[Stored dataset items]
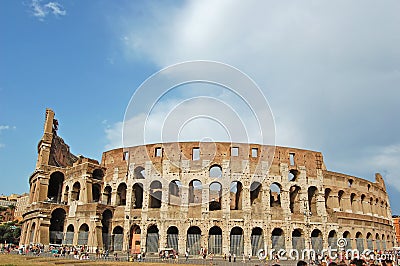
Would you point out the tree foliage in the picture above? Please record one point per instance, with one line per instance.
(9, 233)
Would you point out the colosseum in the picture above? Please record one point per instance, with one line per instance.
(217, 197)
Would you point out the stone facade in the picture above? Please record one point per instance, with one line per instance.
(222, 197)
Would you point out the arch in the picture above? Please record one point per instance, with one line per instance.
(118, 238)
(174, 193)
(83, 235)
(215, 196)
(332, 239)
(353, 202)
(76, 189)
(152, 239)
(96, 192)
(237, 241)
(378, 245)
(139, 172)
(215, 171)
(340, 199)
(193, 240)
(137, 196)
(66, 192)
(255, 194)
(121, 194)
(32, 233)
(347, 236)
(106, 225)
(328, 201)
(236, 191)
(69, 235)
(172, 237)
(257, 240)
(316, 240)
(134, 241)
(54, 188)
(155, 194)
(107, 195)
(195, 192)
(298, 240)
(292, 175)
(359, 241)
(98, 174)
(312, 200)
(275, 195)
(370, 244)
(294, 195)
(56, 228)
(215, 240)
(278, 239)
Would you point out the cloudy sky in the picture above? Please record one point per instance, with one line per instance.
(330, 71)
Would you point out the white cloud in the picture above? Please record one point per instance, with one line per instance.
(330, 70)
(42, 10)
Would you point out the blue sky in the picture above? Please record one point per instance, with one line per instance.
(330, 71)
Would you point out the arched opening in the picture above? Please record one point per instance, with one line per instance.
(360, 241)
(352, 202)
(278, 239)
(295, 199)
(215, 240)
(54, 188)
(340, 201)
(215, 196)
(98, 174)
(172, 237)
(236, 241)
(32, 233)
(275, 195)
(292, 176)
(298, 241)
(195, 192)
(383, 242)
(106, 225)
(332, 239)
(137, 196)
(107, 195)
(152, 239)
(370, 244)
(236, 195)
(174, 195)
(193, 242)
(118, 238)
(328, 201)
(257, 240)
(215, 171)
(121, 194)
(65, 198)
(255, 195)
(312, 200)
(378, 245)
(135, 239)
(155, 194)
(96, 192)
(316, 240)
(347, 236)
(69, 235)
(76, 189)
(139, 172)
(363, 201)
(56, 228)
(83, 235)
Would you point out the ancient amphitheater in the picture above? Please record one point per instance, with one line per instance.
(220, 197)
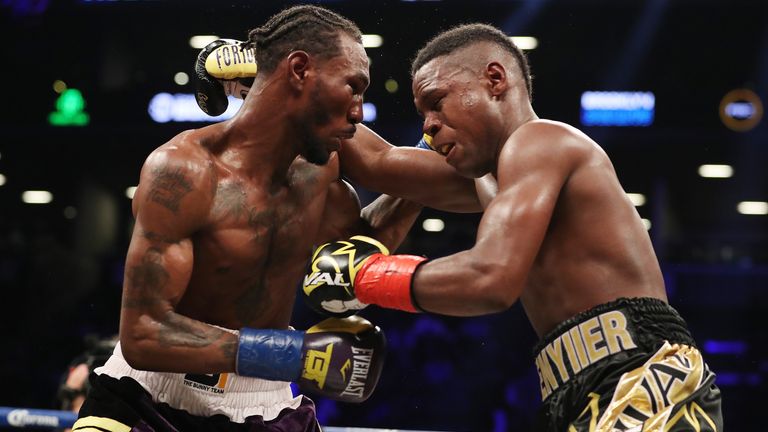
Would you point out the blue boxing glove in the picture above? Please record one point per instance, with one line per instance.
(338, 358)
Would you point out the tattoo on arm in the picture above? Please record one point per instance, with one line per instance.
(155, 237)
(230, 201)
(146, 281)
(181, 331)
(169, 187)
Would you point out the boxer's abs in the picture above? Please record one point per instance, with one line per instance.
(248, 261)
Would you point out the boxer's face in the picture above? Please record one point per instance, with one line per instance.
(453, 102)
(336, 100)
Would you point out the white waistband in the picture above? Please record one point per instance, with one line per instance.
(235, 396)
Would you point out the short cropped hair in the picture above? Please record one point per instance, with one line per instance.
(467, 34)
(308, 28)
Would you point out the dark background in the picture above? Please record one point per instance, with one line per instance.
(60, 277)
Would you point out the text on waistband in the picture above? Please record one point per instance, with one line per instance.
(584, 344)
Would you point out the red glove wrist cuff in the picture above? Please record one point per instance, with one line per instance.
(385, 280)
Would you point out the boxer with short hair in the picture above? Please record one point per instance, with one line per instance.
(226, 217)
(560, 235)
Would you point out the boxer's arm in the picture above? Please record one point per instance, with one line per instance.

--

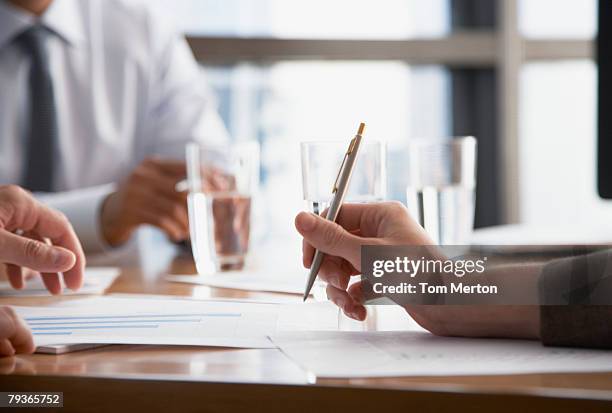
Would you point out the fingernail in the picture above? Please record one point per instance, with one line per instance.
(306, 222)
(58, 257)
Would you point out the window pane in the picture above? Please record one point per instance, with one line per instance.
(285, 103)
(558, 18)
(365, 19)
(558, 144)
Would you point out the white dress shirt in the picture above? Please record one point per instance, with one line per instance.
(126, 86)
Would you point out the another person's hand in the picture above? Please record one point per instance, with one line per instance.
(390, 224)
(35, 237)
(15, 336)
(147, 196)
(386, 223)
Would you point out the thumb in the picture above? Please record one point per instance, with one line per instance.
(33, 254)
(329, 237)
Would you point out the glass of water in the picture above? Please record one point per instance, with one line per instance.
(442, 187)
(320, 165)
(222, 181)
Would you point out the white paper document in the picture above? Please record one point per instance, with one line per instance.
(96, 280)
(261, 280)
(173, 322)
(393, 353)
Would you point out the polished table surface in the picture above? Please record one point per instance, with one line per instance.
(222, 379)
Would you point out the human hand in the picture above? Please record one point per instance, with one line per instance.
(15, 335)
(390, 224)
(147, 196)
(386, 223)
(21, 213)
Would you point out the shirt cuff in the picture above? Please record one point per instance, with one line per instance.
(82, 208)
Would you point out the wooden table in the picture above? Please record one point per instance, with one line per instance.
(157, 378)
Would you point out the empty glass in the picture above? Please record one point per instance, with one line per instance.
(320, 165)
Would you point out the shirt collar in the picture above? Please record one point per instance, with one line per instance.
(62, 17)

...

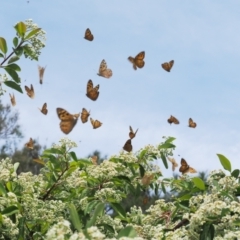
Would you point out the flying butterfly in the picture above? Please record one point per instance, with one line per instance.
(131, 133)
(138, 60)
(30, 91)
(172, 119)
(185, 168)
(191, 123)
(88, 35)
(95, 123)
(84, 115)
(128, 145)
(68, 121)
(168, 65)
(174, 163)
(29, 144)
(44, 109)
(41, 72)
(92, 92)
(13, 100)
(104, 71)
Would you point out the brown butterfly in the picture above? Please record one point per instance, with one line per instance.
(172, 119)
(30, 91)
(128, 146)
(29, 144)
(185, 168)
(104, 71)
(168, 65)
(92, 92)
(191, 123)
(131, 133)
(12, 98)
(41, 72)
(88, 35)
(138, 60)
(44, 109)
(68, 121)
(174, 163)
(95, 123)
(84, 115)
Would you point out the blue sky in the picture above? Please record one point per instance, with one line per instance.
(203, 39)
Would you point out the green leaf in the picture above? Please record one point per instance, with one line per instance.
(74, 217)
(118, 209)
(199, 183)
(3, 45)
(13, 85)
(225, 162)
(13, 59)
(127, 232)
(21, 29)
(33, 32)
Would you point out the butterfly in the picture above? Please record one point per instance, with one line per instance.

__Instructions to follow__
Copy the lines above exactly. Start with the line containing "Would you point out the dark", end with the line containing "Would you point out the boxer's arm", and include both.

__Result of this exercise__
Would you point out the dark background in the picture above? Please record one point per instance, with one line per instance.
(60, 277)
Would you point out the text on waistband in the picture above? Please record one point per instance, with one line per instance.
(584, 344)
Would you point out the red glove wrist cuff in the picture above? Please record one point per instance, with one line per instance.
(385, 280)
Would you point out the boxer with short hair in the picture above? Please record one point per instance, with one line per instance.
(226, 217)
(560, 235)
Would you point out the boxer's arm in the picture above? Please record one point per instance, with one line per instance.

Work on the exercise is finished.